### Brief
All that should come back is the lines of the data below from the one containing "TARGET = yellow field on hillside" to the one containing "TARGET = dusk sky", inclusive, exactly as they stand.

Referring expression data
_ _ _ _ _ _ _

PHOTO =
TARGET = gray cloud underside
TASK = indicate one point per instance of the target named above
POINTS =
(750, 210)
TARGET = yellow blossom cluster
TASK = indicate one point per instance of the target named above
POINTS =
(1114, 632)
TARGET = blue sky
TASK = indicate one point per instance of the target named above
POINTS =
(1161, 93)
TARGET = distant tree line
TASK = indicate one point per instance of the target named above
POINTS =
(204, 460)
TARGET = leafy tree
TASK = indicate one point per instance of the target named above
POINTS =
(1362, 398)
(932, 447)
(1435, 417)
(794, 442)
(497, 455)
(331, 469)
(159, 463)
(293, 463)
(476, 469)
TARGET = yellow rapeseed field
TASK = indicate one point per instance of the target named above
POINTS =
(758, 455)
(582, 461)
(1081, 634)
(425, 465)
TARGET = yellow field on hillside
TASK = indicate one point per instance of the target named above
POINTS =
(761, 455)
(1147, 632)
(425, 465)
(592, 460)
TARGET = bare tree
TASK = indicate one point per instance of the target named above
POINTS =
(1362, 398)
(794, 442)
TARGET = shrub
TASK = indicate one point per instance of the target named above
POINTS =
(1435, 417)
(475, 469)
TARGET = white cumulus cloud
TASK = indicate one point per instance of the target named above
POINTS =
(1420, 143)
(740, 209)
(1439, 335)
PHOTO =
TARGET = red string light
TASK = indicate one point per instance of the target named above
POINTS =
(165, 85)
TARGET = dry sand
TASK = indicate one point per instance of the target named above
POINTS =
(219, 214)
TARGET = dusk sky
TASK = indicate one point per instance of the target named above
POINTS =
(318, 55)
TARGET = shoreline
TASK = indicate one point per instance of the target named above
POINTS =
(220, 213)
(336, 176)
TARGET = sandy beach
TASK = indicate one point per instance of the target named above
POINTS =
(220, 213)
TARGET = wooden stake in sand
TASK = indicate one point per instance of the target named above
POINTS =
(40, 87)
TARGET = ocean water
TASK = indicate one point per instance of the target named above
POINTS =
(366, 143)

_ _ _ _ _ _ _

### Written solution
TARGET = yellow field on hillside
TASK = indicate one point per instance of the target named above
POINTS =
(761, 455)
(1147, 632)
(425, 465)
(592, 460)
TARGET = bare tree
TASK = indicate one point per instance of the target named above
POINTS =
(1362, 398)
(794, 442)
TARGET = shrub
TASK = indicate one point per instance of the target named above
POINTS =
(1435, 417)
(475, 469)
TARGET = white cumulus cloud
TASK = indicate one point per instance of the target named above
POINTS =
(1420, 143)
(740, 209)
(1439, 335)
PHOTO =
TARGET = red string light
TASK = indicate one point per instance of the target named above
POINTS =
(165, 85)
TARGET = dry sand
TASK = indicate one point per instance of the target named above
POINTS =
(219, 214)
TARGET = dusk sky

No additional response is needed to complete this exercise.